DATA FOR THE TASK:
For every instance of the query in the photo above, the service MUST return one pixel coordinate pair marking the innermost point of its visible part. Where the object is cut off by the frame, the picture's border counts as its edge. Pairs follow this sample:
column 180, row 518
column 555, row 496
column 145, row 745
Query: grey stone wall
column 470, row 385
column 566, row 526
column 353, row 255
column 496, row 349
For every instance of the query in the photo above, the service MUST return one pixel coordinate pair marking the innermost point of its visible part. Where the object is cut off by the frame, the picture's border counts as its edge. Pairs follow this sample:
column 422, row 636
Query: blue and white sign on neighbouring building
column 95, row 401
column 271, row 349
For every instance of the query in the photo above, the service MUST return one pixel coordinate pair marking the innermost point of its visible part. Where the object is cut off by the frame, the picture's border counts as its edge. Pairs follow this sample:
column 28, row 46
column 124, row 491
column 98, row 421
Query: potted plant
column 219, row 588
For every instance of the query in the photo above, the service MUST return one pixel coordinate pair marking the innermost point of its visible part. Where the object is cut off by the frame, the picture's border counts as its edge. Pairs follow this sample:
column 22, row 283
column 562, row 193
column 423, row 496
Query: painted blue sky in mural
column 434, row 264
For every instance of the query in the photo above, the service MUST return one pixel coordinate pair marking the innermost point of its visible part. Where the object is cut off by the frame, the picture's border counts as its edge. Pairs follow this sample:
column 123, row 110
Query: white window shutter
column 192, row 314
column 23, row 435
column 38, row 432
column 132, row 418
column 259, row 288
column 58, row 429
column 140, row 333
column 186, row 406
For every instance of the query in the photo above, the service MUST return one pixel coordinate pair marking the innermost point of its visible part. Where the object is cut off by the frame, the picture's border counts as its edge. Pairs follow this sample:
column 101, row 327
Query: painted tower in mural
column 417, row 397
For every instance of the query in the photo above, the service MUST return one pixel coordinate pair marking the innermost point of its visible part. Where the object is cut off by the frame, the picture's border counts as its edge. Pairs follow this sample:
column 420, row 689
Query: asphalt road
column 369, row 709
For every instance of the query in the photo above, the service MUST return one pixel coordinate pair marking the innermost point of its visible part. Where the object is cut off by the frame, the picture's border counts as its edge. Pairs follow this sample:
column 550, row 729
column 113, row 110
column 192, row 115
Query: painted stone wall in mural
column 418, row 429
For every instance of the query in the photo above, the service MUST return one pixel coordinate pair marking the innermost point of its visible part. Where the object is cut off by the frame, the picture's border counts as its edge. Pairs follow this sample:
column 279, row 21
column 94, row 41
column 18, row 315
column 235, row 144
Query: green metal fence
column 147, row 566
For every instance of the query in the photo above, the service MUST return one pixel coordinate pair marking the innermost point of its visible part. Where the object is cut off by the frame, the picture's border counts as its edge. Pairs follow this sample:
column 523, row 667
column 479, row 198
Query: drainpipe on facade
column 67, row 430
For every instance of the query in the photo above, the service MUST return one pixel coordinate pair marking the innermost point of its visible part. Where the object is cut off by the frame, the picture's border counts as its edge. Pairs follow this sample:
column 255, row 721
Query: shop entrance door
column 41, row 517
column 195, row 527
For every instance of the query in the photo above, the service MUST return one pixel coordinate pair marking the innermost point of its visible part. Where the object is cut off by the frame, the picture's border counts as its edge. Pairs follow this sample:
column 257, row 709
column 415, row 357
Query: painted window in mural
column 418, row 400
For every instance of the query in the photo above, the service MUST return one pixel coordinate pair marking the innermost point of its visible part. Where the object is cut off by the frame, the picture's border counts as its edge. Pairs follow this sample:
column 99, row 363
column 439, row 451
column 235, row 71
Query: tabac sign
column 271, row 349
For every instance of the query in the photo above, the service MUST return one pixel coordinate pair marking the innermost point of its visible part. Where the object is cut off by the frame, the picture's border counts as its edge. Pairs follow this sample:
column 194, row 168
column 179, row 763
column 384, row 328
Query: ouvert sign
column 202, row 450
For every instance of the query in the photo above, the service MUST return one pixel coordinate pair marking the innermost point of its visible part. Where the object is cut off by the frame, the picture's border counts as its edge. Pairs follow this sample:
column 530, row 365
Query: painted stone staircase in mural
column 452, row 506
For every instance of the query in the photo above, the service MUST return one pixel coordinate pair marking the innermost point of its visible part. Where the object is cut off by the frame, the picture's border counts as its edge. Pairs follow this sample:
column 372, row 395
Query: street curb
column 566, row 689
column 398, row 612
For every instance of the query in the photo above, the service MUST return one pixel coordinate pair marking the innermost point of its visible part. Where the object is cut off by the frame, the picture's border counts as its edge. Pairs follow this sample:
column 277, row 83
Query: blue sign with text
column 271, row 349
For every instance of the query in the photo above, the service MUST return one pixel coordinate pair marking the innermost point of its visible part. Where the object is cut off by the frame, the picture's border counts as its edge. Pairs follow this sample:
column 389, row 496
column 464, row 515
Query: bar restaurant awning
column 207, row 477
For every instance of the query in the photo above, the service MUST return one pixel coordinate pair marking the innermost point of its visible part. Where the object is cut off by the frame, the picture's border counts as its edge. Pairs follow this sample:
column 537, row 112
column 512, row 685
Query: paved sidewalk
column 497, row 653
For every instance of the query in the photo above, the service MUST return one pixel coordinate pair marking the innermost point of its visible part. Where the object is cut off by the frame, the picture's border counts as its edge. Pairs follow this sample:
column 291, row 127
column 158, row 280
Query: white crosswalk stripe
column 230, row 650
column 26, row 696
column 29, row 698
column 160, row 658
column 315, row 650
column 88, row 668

WORK TASK: From the first line to the last, transcribe the records exactly.

EXERCISE RESPONSE:
For every instance of the query in the photo above, the service MUST return one pixel coordinate pair marking the innermost point of its visible part. Where the object is cut off by the frame, the picture's border counts as its edge. Pairs follow this sample:
column 180, row 518
column 555, row 496
column 145, row 745
Query: grey stone wall
column 470, row 385
column 566, row 526
column 353, row 255
column 496, row 349
For every instance of the query in the photo above, the service MUST return one pixel coordinate pair marking the innermost point of its visible part. Where the object is cut off by the frame, the picture's border counts as its edge. Pairs follow this sample:
column 422, row 636
Query: blue and white sign on neighbouring building
column 95, row 401
column 271, row 349
For every instance of the query in the photo above, the service MUST return one pixel coordinate pair marking the innermost point of its visible part. Where the object is cut off by the frame, the picture's border counts as its edge. Pairs follow this sample:
column 28, row 46
column 124, row 491
column 98, row 421
Query: potted plant
column 219, row 588
For every instance of the query in the photo above, the service MUST return one pixel coordinate pair marking the innermost point of its visible part. Where the object is cut off by the frame, the picture's border counts as its edge. Pairs follow this sample:
column 22, row 283
column 562, row 193
column 423, row 496
Query: painted blue sky in mural
column 434, row 264
For every instance of the query in the photo above, the service MUST return one pixel coordinate pair marking the innermost point of its visible part. Where the object is cut off by the frame, the picture's border counts as its edge. Pairs follow this sample:
column 123, row 110
Query: white window shutter
column 192, row 314
column 23, row 435
column 38, row 432
column 132, row 418
column 259, row 288
column 58, row 429
column 140, row 333
column 186, row 406
For every instance of the query in the photo above, the service MUST return one pixel coordinate pair marking the innermost point of its visible part. Where the object is cut off by the frame, the picture's border counts as its edge. Pairs follow this sample:
column 101, row 327
Query: painted tower in mural
column 417, row 397
For every instance of the query in the photo above, the service MUST return one pixel coordinate pair marking the innermost point of its visible part. Where the object is cut off by the frame, the picture's border counts as its edge. Pairs follow this sample:
column 420, row 689
Query: asphalt road
column 369, row 709
For every instance of the query in the photo above, the service MUST return one pixel coordinate pair marking the innermost point of its visible part. Where the object is cut off by the frame, the picture's border counts as its edge. Pairs follow this sample:
column 550, row 729
column 113, row 110
column 192, row 115
Query: painted stone wall in mural
column 418, row 429
For every instance of the query in the photo above, the service MUST return one pixel coordinate pair marking the innermost point of its visible part. Where the object is cut off by the frame, the picture's border counts as its edge. Pairs follow this sample:
column 279, row 21
column 94, row 41
column 18, row 315
column 235, row 144
Query: green metal fence
column 147, row 566
For every instance of the query in the photo above, the service MUST return one pixel coordinate pair marking the innermost point of its visible part. Where the object is cut off by the frame, the picture's border counts as its edge. Pairs follow this sample:
column 523, row 667
column 479, row 198
Query: drainpipe on facade
column 67, row 430
For every instance of the query in the photo above, the service MUST return one pixel coordinate pair marking the innermost point of its visible part. Where the object is cut off by the frame, the picture's border counts as its edge. Pairs follow this sample:
column 255, row 721
Query: shop entrance door
column 41, row 517
column 195, row 527
For every instance of the query in the photo above, the service MUST return one pixel coordinate pair marking the innermost point of its visible part. Where the object is cut off by the frame, the picture's border counts as its edge. Pairs follow this sample:
column 257, row 709
column 415, row 357
Query: painted window in mural
column 418, row 400
For every instance of the query in the photo above, the service MUST return one pixel coordinate pair marking the innermost point of its visible part. Where the object is cut off by the frame, the picture's border counts as its edge. Pairs follow this sample:
column 99, row 363
column 439, row 451
column 235, row 71
Query: tabac sign
column 271, row 349
For every instance of the query in the photo above, the service MUST return one pixel coordinate pair marking the innermost point of its visible part. Where the object is cut off by the frame, the picture's border counts as its edge. Pairs follow this sample:
column 194, row 168
column 179, row 763
column 384, row 328
Query: ouvert sign
column 202, row 450
For every instance of the query in the photo above, the service MUST return one pixel coordinate pair marking the innermost point of its visible part. Where the object is cut off by the frame, the picture's border counts as its edge. Pairs follow this sample:
column 530, row 365
Query: painted stone staircase in mural
column 452, row 506
For every instance of the query in the photo above, the service MUST return one pixel coordinate pair marking the innermost point of its visible part. Where the object is cut off by the frame, the picture's border counts as its edge. Pairs follow this sample:
column 372, row 395
Query: street curb
column 566, row 689
column 398, row 612
For every instance of the query in the photo above, the service MUST return one pixel coordinate pair marking the innermost point of its visible part. Where the object is cut off by the frame, the picture's border counts as its edge. Pairs follow this sample:
column 277, row 83
Query: blue sign with text
column 271, row 349
For every instance of the query in the photo above, the service MUST return one pixel coordinate pair marking the innermost point of its visible part. Where the object is cut off by the frame, the picture's border counts as its edge. Pairs follow this sample:
column 389, row 496
column 464, row 515
Query: bar restaurant awning
column 207, row 477
For every instance of the query in the photo above, the service MUST return one pixel coordinate pair marking the innermost point of its visible part. Where the object is cut off by the frame, the picture's border counts as its edge. Pairs follow this sample:
column 537, row 112
column 512, row 685
Query: paved sidewalk
column 497, row 653
For every instance of the query in the photo above, the service MUST return one pixel coordinate pair marking the innermost point of its visible part. Where the object is cut off by the frame, the picture's border counts as its edge. Pairs follow this sample:
column 291, row 127
column 158, row 280
Query: white crosswalk stripe
column 230, row 650
column 26, row 696
column 29, row 698
column 160, row 658
column 315, row 650
column 88, row 668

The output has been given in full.